**What you have to do:** Leaving every picture out, repeat all of the entries below exactly.

= Beginning of Section =

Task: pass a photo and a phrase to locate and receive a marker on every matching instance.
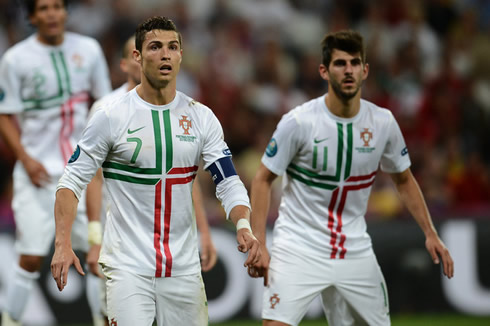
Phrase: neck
(52, 40)
(156, 95)
(131, 84)
(343, 108)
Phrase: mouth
(348, 82)
(166, 68)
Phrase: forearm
(94, 197)
(413, 199)
(11, 136)
(260, 197)
(201, 220)
(65, 210)
(238, 212)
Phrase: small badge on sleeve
(271, 149)
(75, 155)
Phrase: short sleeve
(89, 155)
(10, 84)
(395, 157)
(283, 145)
(101, 83)
(214, 146)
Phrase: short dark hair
(153, 23)
(346, 40)
(31, 6)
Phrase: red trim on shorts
(158, 228)
(67, 123)
(168, 210)
(337, 232)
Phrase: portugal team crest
(366, 136)
(274, 300)
(185, 124)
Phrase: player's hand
(247, 242)
(208, 253)
(92, 260)
(36, 171)
(261, 268)
(436, 249)
(63, 258)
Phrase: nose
(165, 53)
(348, 68)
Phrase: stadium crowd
(252, 61)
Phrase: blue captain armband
(221, 169)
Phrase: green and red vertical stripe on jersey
(172, 176)
(64, 99)
(339, 189)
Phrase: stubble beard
(344, 96)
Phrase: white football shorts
(34, 217)
(137, 300)
(353, 291)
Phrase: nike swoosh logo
(316, 141)
(133, 131)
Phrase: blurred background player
(47, 82)
(132, 69)
(329, 150)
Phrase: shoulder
(191, 104)
(304, 114)
(19, 49)
(378, 113)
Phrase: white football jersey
(49, 88)
(150, 156)
(330, 164)
(107, 99)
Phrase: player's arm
(412, 197)
(65, 210)
(9, 132)
(261, 197)
(208, 251)
(94, 206)
(234, 199)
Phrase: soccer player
(132, 69)
(329, 150)
(149, 143)
(46, 81)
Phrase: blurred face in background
(129, 65)
(49, 18)
(160, 58)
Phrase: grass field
(398, 320)
(412, 320)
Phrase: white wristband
(243, 223)
(94, 233)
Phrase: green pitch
(398, 320)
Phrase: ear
(365, 71)
(137, 56)
(123, 65)
(323, 70)
(33, 20)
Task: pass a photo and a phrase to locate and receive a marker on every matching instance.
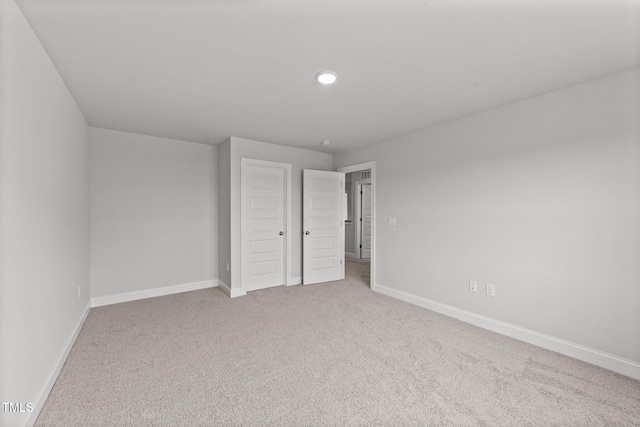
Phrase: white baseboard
(295, 281)
(150, 293)
(595, 357)
(232, 293)
(31, 418)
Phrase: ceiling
(204, 70)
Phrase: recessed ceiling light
(326, 77)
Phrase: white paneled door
(263, 260)
(365, 251)
(323, 226)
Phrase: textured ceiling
(202, 71)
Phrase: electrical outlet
(491, 290)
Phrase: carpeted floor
(327, 354)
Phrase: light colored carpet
(327, 354)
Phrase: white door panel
(366, 222)
(323, 223)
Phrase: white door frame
(358, 194)
(244, 162)
(361, 167)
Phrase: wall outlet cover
(491, 290)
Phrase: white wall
(44, 218)
(153, 213)
(299, 159)
(540, 198)
(224, 213)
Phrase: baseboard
(295, 281)
(31, 418)
(599, 358)
(150, 293)
(231, 293)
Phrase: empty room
(330, 213)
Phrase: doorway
(265, 223)
(353, 256)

= End of Section =

**Response to the task:**
Task: pass a photo and a phrase to locate and receive a marker on every matching instance.
Phrase: neck
(52, 40)
(156, 95)
(131, 84)
(343, 108)
Phrase: mouth
(348, 82)
(166, 68)
Phrase: forearm
(94, 197)
(413, 199)
(11, 136)
(260, 197)
(201, 220)
(65, 210)
(238, 212)
Phrase: small badge on sleeve
(271, 149)
(75, 155)
Phrase: short sleeve
(89, 155)
(10, 84)
(395, 157)
(283, 145)
(101, 83)
(214, 146)
Phrase: short dark hair
(153, 23)
(346, 40)
(31, 6)
Phrase: red trim on shorts
(158, 228)
(67, 123)
(168, 210)
(337, 232)
Phrase: portugal team crest
(366, 136)
(274, 300)
(185, 124)
Phrase: player's hand
(247, 242)
(208, 253)
(92, 260)
(36, 171)
(261, 268)
(436, 249)
(63, 258)
Phrase: nose
(165, 53)
(348, 68)
Phrase: stadium crowd
(252, 61)
Phrase: blue captain armband
(221, 169)
Phrase: green and red vertical stripe on jersey
(172, 176)
(64, 99)
(339, 189)
Phrase: stubble beard
(344, 96)
Phrase: white football shorts
(34, 217)
(137, 300)
(353, 291)
Phrase: nike swoosh logo
(316, 141)
(133, 131)
Phrase: blurred background player
(47, 82)
(132, 69)
(329, 150)
Phrase: shoulder
(191, 104)
(304, 114)
(19, 49)
(378, 113)
Phrase: white football jersey
(49, 88)
(150, 156)
(330, 164)
(107, 99)
Phrase: player's arm
(412, 197)
(65, 210)
(9, 132)
(261, 197)
(208, 251)
(94, 206)
(234, 199)
Phrase: soccer player
(132, 69)
(329, 150)
(149, 143)
(46, 81)
Phrase: blurred face in background
(129, 65)
(49, 18)
(160, 58)
Phrase: grass field
(398, 320)
(412, 320)
Phrase: white wristband
(243, 223)
(94, 233)
Phrase: green pitch
(398, 320)
Phrase: ear
(365, 71)
(137, 56)
(123, 65)
(323, 70)
(33, 20)
Task: pass a photo and a phrase to locate and receive a marker on every matching instance.
Phrase: white baseboard
(295, 281)
(150, 293)
(595, 357)
(232, 293)
(31, 418)
Phrase: ceiling
(204, 70)
Phrase: recessed ceiling light
(326, 77)
Phrase: white paneled door
(263, 260)
(365, 251)
(323, 226)
Phrase: textured ceiling
(202, 71)
Phrase: electrical outlet
(491, 290)
Phrase: carpeted floor
(327, 354)
Phrase: light colored carpet
(327, 354)
Phrase: white door panel
(366, 222)
(323, 223)
Phrase: white door frame
(358, 194)
(244, 162)
(361, 167)
Phrase: wall outlet cover
(491, 290)
Phrase: white wall
(44, 218)
(153, 213)
(299, 159)
(540, 198)
(224, 213)
Phrase: baseboard
(295, 281)
(31, 418)
(599, 358)
(150, 293)
(231, 293)
Phrase: empty room
(330, 213)
Phrase: doorway
(265, 223)
(353, 256)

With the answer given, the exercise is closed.